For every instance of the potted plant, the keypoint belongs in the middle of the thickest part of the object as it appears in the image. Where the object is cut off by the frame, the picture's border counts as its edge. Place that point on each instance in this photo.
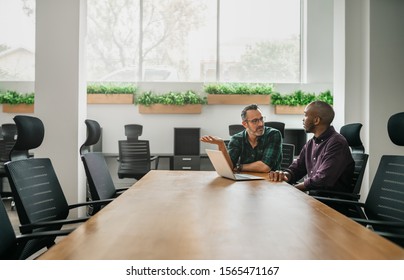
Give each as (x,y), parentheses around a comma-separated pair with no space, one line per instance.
(110,93)
(238,93)
(295,102)
(187,102)
(15,102)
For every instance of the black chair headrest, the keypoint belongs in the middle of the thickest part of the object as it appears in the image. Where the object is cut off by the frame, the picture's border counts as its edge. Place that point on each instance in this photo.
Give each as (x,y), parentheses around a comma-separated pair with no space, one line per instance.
(93,134)
(9,131)
(395,128)
(351,132)
(30,131)
(133,131)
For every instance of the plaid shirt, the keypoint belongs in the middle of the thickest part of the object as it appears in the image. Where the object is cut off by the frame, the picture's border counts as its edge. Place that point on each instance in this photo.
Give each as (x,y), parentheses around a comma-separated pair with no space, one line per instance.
(268,149)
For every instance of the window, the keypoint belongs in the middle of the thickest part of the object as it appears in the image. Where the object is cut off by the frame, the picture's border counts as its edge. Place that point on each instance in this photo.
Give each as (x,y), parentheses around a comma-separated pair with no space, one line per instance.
(194,40)
(169,40)
(17,44)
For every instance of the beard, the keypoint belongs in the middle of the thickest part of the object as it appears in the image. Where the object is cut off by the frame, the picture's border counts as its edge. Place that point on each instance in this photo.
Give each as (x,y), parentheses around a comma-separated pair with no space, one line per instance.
(308,128)
(258,132)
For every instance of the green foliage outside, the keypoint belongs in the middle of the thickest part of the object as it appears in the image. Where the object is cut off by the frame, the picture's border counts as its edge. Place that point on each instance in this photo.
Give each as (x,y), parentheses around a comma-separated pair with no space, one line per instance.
(13,97)
(300,98)
(171,98)
(239,88)
(111,88)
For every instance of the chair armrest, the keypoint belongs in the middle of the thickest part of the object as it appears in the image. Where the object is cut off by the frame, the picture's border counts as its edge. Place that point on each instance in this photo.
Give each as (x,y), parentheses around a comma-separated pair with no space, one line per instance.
(89,203)
(334,194)
(379,223)
(27,228)
(41,234)
(120,190)
(390,235)
(343,201)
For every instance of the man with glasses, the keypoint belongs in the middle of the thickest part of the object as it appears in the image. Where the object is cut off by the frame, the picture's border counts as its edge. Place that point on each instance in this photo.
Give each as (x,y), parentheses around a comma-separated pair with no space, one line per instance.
(256,149)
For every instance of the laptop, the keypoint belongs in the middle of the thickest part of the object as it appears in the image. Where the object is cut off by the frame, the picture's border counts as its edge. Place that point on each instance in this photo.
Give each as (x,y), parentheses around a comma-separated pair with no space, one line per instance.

- WHAT IS EXPECTED:
Without the pictures, repeat the listing above exactly.

- WRITTEN ANSWER:
For every instance of the potted plant, the keypoint belongs in the middle of the thickest part of the object as it appears in the image. Where the object is cut off by the frame, the picture's border counts as its edge. Place that point on each instance in this photo.
Give each as (x,y), parentheses around a comma-separated pair with no space, one line per instance.
(110,93)
(238,93)
(295,102)
(187,102)
(15,102)
For every instance of the black chair headrest, the keypoint belongs in the middle of the thickest part of the object as it appears in the image. Where the object is cut off by the frame, the picture's border counts as its edge. Place that point on each instance in this photo.
Give each as (x,y), parentheses around a comma-separated pair with no space, one line per instance.
(93,134)
(9,131)
(395,128)
(351,132)
(30,131)
(133,131)
For every instance of the plaid shirt, the keypoint belongs in the middle of the thickest part of the object as it appears in the image. Where the object is cut off by the frame, the picture's border counts as its edge. Place that point on each instance in this photo.
Give each as (x,y), parentheses around a comma-separated pair with no space, one line per instance.
(268,149)
For every instance of the window, the keypoint belongs in the middle of the thickest part of the object as it appears in the image. Where the object is cut off by the frame, the picture's border counts as its edge. Place that point on each instance in this photo.
Give each as (x,y), parentheses around a comma-separated pair with no space, one line per instance.
(194,40)
(169,40)
(17,44)
For every instance of the beard, the keypoint belongs in the middle of the thickest part of the object as it appears in the image. Where the object is cut off by the frame, the picture's border counts as its edge. Place that point on each instance in this photo.
Give each as (x,y), parentheses around a comma-separated pair with no space, one line per instance.
(308,128)
(258,132)
For every instance of the green foliage outside, the keypoint belongs in the middle of the thickest part of the object as it appears in the image. Where the object is cut off by the frame, the picture's border counts as its edge. Place that point on each instance in this photo.
Give each as (x,y), parentheses around a comma-separated pair with no space, one line per instance.
(13,97)
(300,98)
(171,98)
(239,88)
(111,88)
For every instance of the chair armrest, the keypoint belongs in the middle of the thickest part of the object as it appears in the image. Where the object is cut off by the frame, the picture's border counts as its edge. Place that point on each instance in this photo.
Give each as (x,y), parentheses around a comma-separated pair with no space, one line per instance.
(89,203)
(334,194)
(379,223)
(27,228)
(41,234)
(120,190)
(390,235)
(343,201)
For every instance of the man with glasses, the keypoint belongs in the middle of the thickest part of the object as it appears in the image. Where the object is cut off by the frame, the picture's border counts as its edge. Place that point on each instance in this photo.
Give each as (x,y), parentheses around a comma-separated pair with no space, one line per instance.
(256,149)
For every instance of the laptop, the keypoint belongs in the middle of the thickest part of the object as it appears in the image. Where the object is cut off by the frame, the picture's border counts as its edge. Place that point on each instance in this photo.
Give each as (x,y), parentheses around a comma-separated pair with no space, one line per instance.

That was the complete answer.